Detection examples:
________________________________________

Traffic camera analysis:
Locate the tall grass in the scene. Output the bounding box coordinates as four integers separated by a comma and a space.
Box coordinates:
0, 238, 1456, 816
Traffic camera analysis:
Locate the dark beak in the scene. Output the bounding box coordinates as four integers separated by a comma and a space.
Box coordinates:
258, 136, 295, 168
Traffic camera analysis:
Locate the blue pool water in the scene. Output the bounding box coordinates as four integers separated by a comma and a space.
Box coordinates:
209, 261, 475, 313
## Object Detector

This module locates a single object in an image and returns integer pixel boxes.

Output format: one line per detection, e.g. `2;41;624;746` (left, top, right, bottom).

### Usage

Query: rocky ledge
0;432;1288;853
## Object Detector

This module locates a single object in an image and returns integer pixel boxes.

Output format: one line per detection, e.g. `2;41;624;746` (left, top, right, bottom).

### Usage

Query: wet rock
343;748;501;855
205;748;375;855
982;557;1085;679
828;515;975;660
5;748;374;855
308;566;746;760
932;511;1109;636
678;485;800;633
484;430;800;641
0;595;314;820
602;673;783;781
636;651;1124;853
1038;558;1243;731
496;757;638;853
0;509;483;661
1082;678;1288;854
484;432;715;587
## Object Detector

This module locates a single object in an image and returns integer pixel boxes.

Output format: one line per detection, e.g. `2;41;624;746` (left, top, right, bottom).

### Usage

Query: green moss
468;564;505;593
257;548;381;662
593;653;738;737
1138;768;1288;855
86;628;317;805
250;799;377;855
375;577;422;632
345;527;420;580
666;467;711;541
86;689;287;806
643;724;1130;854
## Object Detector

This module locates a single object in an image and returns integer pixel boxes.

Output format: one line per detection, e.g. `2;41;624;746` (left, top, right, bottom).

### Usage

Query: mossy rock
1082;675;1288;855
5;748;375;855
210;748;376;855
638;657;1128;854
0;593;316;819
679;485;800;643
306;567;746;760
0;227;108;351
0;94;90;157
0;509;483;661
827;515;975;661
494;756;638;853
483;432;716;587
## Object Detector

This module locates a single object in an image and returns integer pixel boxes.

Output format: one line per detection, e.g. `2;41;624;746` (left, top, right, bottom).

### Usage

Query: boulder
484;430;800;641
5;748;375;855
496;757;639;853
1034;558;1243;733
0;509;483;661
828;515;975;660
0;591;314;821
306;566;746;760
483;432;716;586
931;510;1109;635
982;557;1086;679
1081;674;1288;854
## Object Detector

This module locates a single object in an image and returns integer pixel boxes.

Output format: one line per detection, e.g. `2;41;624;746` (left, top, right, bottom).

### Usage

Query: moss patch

________________________________________

> _Exercise instructions_:
Rewrite every line of the records above as a Markdown table with two columns, "Row" holding a sequential number starting at 1 and "Line" holding the line's text. Omit blank lines.

> _Full output_:
| Row | Line |
|---|---|
| 1 | Traffic camera analysis: |
| 2 | Locate the tall grass in the scene. Output the bounding box coordinates as four integers separated by a comma and a space. |
| 3 | Box coordinates: |
| 4 | 0, 238, 1456, 816 |
| 5 | Traffic camera analysis: |
| 6 | Locate the dark beak in the scene. Output the bounding box coordinates as four integers separated by a comma and a space. |
| 7 | Box coordinates: |
| 8 | 258, 136, 295, 168 |
| 9 | Traffic camera analysis: |
| 10 | Locate the blue pool water in the scene. Output the bounding box coordinates as four integers separated by a comma and a space. |
| 11 | Box coordinates: |
| 12 | 209, 261, 475, 313 |
| 13 | ## Object Detector |
| 14 | This module locates a single object in an image and returns integer pixel boxes. |
| 15 | Output format: one line per detection, e.g. `2;41;624;746` (left, top, right, bottom). |
| 16 | ### Usage |
| 17 | Query: rocky ledge |
| 18 | 0;432;1288;853 |
| 19 | ## Object Detector |
| 20 | This module locates a single object in an image and returns integer pixel boxes. |
| 21 | Output format: one line per detection, e.g. `2;41;624;746` (left, top, right, bottom). |
| 22 | ### Usage |
| 23 | Query: wet rock |
| 24 | 343;748;501;855 |
| 25 | 205;748;375;855 |
| 26 | 982;557;1085;679 |
| 27 | 828;515;975;660 |
| 28 | 5;748;374;855 |
| 29 | 308;566;746;760 |
| 30 | 932;511;1109;636 |
| 31 | 678;485;800;633 |
| 32 | 484;430;800;641 |
| 33 | 0;595;314;820 |
| 34 | 602;673;783;781 |
| 35 | 636;651;1124;853 |
| 36 | 1038;558;1243;731 |
| 37 | 496;757;638;853 |
| 38 | 0;509;483;661 |
| 39 | 1082;678;1288;854 |
| 40 | 484;432;715;587 |
| 41 | ## Object Detector |
| 42 | This module locates a single object in an image and returns integer pixel boxes. |
| 43 | Output format: one line per detection, e.g. `2;41;624;746` (left, top, right, bottom). |
| 44 | ### Usage |
| 45 | Query: green moss |
| 46 | 468;564;505;593 |
| 47 | 257;548;381;662 |
| 48 | 593;653;738;737 |
| 49 | 1138;768;1288;855 |
| 50 | 86;628;317;805 |
| 51 | 250;799;377;855 |
| 52 | 375;577;422;632 |
| 53 | 345;527;420;580 |
| 54 | 666;467;711;541 |
| 55 | 86;689;287;806 |
| 56 | 643;724;1130;854 |
| 57 | ## Object Detector |
| 58 | This module locates a single object in an image and returns integer pixel boxes. |
| 59 | Output format: one line per detection, e.g. `2;41;624;746` (left, top, right, bottom). |
| 60 | ### Usage |
| 61 | Query: mossy rock |
| 62 | 1082;675;1288;855 |
| 63 | 5;748;375;855 |
| 64 | 210;748;376;855 |
| 65 | 638;657;1128;854 |
| 66 | 0;593;316;819 |
| 67 | 679;485;800;643 |
| 68 | 306;567;746;760 |
| 69 | 0;227;108;351 |
| 70 | 0;94;90;157 |
| 71 | 0;509;483;661 |
| 72 | 827;515;975;661 |
| 73 | 494;756;638;853 |
| 74 | 483;432;716;587 |
| 75 | ## Object Detector |
| 76 | This module locates a single object in an image and returns integer pixel boxes. |
| 77 | Output format: one line per detection, e.g. `2;41;624;746` (left, top, right, bottom). |
| 78 | ### Usage |
| 79 | Query: boulder |
| 80 | 484;430;800;641 |
| 81 | 5;748;375;855 |
| 82 | 496;757;639;853 |
| 83 | 1034;558;1243;733 |
| 84 | 0;509;483;661 |
| 85 | 828;515;975;660 |
| 86 | 0;591;314;821 |
| 87 | 306;566;746;760 |
| 88 | 483;432;716;586 |
| 89 | 931;510;1109;635 |
| 90 | 982;557;1086;679 |
| 91 | 1081;674;1288;854 |
| 92 | ## Object Detector |
| 93 | This module locates a single object in an image and returns integer pixel boxes. |
| 94 | Output format: one line per detection, e.g. `2;41;624;746` (left, top, right, bottom). |
| 95 | ### Usage |
| 96 | Query: moss patch |